Top of EXTRACTED MATERIAL

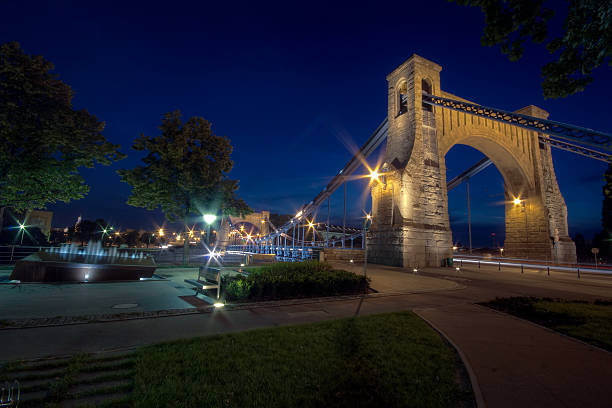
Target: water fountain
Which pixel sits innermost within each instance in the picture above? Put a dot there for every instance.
(93, 263)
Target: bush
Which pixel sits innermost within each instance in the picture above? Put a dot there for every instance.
(292, 280)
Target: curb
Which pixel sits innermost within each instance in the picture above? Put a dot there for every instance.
(548, 329)
(473, 380)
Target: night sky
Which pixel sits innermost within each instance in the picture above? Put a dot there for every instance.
(293, 86)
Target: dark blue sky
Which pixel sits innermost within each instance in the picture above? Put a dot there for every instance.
(290, 84)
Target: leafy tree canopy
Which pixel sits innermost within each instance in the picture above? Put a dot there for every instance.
(585, 44)
(184, 171)
(44, 140)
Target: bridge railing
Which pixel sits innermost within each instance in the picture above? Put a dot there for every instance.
(522, 264)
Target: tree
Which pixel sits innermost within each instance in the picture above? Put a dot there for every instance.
(583, 46)
(86, 230)
(44, 140)
(604, 238)
(184, 172)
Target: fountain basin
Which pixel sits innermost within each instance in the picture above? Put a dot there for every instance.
(61, 267)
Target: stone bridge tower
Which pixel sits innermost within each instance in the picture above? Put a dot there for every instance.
(410, 206)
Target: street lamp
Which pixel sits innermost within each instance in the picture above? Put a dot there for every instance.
(518, 201)
(22, 231)
(367, 220)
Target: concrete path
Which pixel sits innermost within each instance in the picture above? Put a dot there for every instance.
(515, 363)
(518, 364)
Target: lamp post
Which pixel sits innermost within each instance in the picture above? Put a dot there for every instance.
(22, 231)
(366, 223)
(209, 219)
(518, 201)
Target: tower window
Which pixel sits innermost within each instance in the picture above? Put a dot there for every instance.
(426, 88)
(402, 98)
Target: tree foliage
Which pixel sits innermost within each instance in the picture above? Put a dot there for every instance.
(184, 171)
(44, 140)
(585, 44)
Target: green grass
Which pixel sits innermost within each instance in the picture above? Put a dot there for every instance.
(287, 280)
(590, 322)
(390, 360)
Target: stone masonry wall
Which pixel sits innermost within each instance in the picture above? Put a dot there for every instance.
(410, 206)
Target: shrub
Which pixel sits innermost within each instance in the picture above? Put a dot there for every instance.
(292, 280)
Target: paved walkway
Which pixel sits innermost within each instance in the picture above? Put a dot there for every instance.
(518, 364)
(515, 363)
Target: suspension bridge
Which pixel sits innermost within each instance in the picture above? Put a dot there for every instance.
(409, 223)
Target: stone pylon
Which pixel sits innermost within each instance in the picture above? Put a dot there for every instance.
(410, 204)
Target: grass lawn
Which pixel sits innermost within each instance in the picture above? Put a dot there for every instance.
(590, 322)
(387, 360)
(390, 360)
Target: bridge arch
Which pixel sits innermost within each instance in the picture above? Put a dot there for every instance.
(505, 156)
(411, 223)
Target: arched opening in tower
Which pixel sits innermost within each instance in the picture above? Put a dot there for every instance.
(477, 204)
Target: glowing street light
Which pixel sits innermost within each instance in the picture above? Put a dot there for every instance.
(374, 175)
(209, 218)
(22, 230)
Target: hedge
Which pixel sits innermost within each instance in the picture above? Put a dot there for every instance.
(292, 280)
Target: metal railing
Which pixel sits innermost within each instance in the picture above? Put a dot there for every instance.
(9, 254)
(10, 393)
(523, 264)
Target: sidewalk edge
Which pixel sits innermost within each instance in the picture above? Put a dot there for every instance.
(473, 380)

Bottom of EXTRACTED MATERIAL

YOUR INSTRUCTIONS:
Produce the lines from the first line of the entries through the line that contains "Target: leafy tree canopy", exactly, leaving the pictures behind.

TASK RESULT:
Target: water fountain
Which pixel sits innermost within each instance in the picture above? Put a dot there for every instance.
(93, 263)
Target: bush
Which pixel sits innermost within each instance in the picture above? Put a dot there for every instance.
(292, 280)
Target: curb
Which pixel sits innermost within each instance in the picture above? Put a dot there for every instance.
(548, 329)
(473, 380)
Target: night sky
Which pixel sits innermost within each instance in the picture above? Put a dot there for every instance.
(293, 86)
Target: dark blue sky
Which pixel sits innermost within each instance in the picture above? Put a dot there for every instance.
(290, 84)
Target: leafy tree canopy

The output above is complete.